**Instructions for the task:** Present every line of the material below as a numbered list, leaving out the blank lines.

**Supplied material:**

◆ ◆ ◆

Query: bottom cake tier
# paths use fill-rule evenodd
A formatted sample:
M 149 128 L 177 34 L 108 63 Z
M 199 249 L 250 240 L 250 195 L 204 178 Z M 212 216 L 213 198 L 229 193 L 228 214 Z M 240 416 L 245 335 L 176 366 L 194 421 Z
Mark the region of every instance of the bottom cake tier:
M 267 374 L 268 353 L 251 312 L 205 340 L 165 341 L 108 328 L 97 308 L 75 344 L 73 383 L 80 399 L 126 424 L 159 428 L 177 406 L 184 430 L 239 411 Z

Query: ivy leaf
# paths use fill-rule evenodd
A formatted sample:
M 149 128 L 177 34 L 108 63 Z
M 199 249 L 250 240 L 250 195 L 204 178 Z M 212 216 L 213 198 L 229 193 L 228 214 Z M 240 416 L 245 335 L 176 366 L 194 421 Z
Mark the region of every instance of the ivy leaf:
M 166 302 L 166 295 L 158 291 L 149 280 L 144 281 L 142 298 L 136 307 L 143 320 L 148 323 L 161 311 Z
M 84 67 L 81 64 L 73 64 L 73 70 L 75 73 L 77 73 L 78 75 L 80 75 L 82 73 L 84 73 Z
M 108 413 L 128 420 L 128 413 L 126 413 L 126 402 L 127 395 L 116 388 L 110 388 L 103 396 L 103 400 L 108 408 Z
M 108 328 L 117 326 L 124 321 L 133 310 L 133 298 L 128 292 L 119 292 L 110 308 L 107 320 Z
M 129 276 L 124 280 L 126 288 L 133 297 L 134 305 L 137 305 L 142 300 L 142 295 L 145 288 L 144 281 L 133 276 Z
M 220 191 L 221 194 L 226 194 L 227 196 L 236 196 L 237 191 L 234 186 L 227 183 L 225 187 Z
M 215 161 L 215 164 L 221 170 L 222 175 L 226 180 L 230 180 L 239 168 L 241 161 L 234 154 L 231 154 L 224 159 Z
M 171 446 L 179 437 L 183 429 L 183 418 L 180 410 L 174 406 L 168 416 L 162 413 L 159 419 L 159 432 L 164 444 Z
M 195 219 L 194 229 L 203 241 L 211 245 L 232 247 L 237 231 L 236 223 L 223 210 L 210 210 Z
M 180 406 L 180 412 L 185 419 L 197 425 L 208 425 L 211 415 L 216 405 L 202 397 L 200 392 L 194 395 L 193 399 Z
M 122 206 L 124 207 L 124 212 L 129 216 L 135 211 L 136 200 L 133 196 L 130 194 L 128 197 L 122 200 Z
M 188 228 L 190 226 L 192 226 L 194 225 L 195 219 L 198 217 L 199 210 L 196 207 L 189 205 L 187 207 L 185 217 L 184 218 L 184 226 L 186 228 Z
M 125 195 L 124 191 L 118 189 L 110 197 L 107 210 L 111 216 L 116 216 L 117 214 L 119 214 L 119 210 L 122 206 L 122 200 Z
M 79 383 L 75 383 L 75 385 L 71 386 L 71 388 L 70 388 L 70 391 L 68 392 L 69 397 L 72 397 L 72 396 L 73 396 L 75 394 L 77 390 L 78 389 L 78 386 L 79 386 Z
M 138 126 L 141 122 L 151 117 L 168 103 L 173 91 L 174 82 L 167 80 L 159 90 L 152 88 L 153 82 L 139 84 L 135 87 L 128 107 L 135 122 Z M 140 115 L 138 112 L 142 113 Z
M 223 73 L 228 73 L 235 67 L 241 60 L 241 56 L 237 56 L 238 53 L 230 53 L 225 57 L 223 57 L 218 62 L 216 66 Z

◆ ◆ ◆

**Solution:**
1. Query: bottom cake tier
2. # paths use fill-rule evenodd
3. A formatted sample:
4. M 149 128 L 177 34 L 108 63 Z
5. M 199 249 L 250 240 L 250 195 L 204 178 Z M 212 216 L 213 198 L 229 193 L 228 214 Z M 240 416 L 245 335 L 176 366 L 194 421 Z
6. Mark the region of every instance of the bottom cake tier:
7. M 267 374 L 268 353 L 251 312 L 205 340 L 165 341 L 108 328 L 97 308 L 75 344 L 73 383 L 80 399 L 126 424 L 159 428 L 177 406 L 184 430 L 239 411 Z
8. Query: ivy leaf
9. # paths use fill-rule evenodd
10. A formatted sample:
11. M 149 128 L 177 34 L 108 63 Z
12. M 199 249 L 250 240 L 250 195 L 204 178 Z M 212 216 L 213 198 L 229 193 L 228 214 Z M 240 416 L 245 335 L 176 366 L 194 421 Z
13. Mark the region of every instance of the ivy leaf:
14. M 166 302 L 166 295 L 158 291 L 149 280 L 144 281 L 142 298 L 136 307 L 143 320 L 148 323 L 161 311 Z
15. M 84 67 L 81 64 L 73 64 L 73 70 L 75 73 L 77 73 L 78 75 L 80 75 L 82 73 L 84 73 Z
16. M 108 413 L 128 420 L 128 413 L 126 413 L 126 402 L 127 395 L 116 388 L 110 388 L 103 396 L 103 400 L 108 408 Z
17. M 108 328 L 117 326 L 124 321 L 133 310 L 133 298 L 128 292 L 119 292 L 110 308 L 107 320 Z
18. M 129 276 L 124 280 L 126 288 L 133 297 L 134 305 L 137 305 L 142 300 L 142 295 L 145 288 L 144 281 L 133 276 Z
19. M 220 191 L 221 194 L 226 194 L 227 196 L 236 196 L 237 191 L 234 186 L 227 183 L 225 187 Z
20. M 215 161 L 215 164 L 221 170 L 222 175 L 226 180 L 230 180 L 239 168 L 241 161 L 234 154 L 231 154 L 224 159 Z
21. M 171 446 L 179 437 L 183 429 L 183 418 L 180 410 L 174 406 L 168 416 L 162 413 L 159 419 L 159 432 L 164 444 Z
22. M 195 219 L 194 229 L 203 241 L 211 245 L 232 247 L 237 231 L 236 223 L 223 210 L 210 210 Z
23. M 180 406 L 180 412 L 185 419 L 197 425 L 208 425 L 211 415 L 216 405 L 202 397 L 200 392 L 194 395 L 193 399 Z
24. M 122 206 L 124 207 L 124 212 L 129 216 L 135 211 L 136 200 L 133 196 L 130 194 L 128 197 L 122 200 Z
25. M 188 228 L 190 226 L 192 226 L 194 225 L 195 219 L 198 217 L 199 210 L 196 207 L 189 205 L 187 207 L 185 217 L 184 218 L 184 226 L 186 228 Z
26. M 125 195 L 124 191 L 118 189 L 110 197 L 107 210 L 111 216 L 116 216 L 117 214 L 119 214 L 119 210 L 122 206 L 122 200 Z
27. M 79 383 L 75 383 L 75 385 L 71 386 L 71 388 L 70 388 L 70 391 L 68 392 L 69 397 L 72 397 L 72 396 L 73 396 L 75 394 L 77 390 L 78 389 L 78 386 L 79 386 Z
28. M 138 126 L 141 122 L 151 117 L 168 103 L 173 91 L 174 82 L 167 80 L 159 90 L 152 88 L 153 82 L 139 84 L 135 87 L 128 107 L 135 122 Z M 140 115 L 138 112 L 142 113 Z
29. M 223 73 L 228 73 L 235 67 L 241 60 L 241 56 L 237 56 L 238 53 L 230 53 L 225 57 L 223 57 L 218 62 L 216 66 Z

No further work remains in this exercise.